■ WORK TO COMPLETE: At the line containing "Mark the region of each instance of the woman's", begin retyping, and continue word for word until the records below run out.

Collected data:
++++++

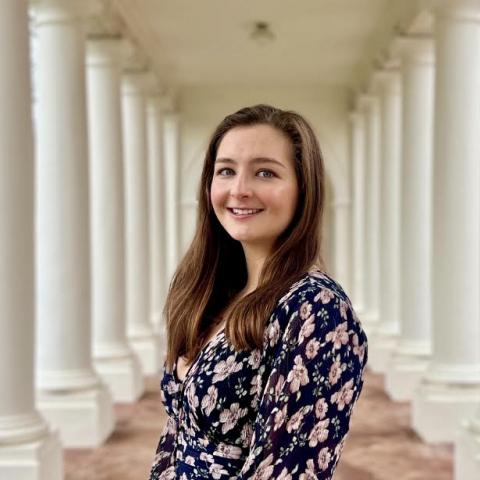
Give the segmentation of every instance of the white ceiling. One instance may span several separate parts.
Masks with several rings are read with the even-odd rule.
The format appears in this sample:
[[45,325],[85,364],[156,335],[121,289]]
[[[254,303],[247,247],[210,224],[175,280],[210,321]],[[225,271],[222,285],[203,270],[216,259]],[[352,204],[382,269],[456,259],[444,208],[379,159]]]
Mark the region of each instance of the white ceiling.
[[[166,86],[358,87],[414,0],[117,0]],[[254,23],[276,39],[258,45]]]

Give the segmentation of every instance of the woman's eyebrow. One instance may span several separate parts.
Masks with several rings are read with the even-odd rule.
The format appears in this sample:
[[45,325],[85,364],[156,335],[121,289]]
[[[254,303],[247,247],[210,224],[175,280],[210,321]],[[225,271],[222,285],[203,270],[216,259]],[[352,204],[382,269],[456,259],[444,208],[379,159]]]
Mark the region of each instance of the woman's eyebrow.
[[[268,157],[252,158],[249,162],[254,164],[255,163],[273,163],[275,165],[278,165],[279,167],[286,168],[282,162],[279,162],[274,158],[268,158]],[[237,163],[237,161],[233,160],[232,158],[220,157],[215,160],[215,163]]]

++++++

■ RESULT BELOW:
Mark the region of each instance of the woman's eyebrow.
[[[268,157],[252,158],[249,162],[254,164],[255,163],[273,163],[275,165],[278,165],[279,167],[286,168],[282,162],[279,162],[274,158],[268,158]],[[237,163],[237,161],[233,160],[232,158],[220,157],[215,160],[215,163]]]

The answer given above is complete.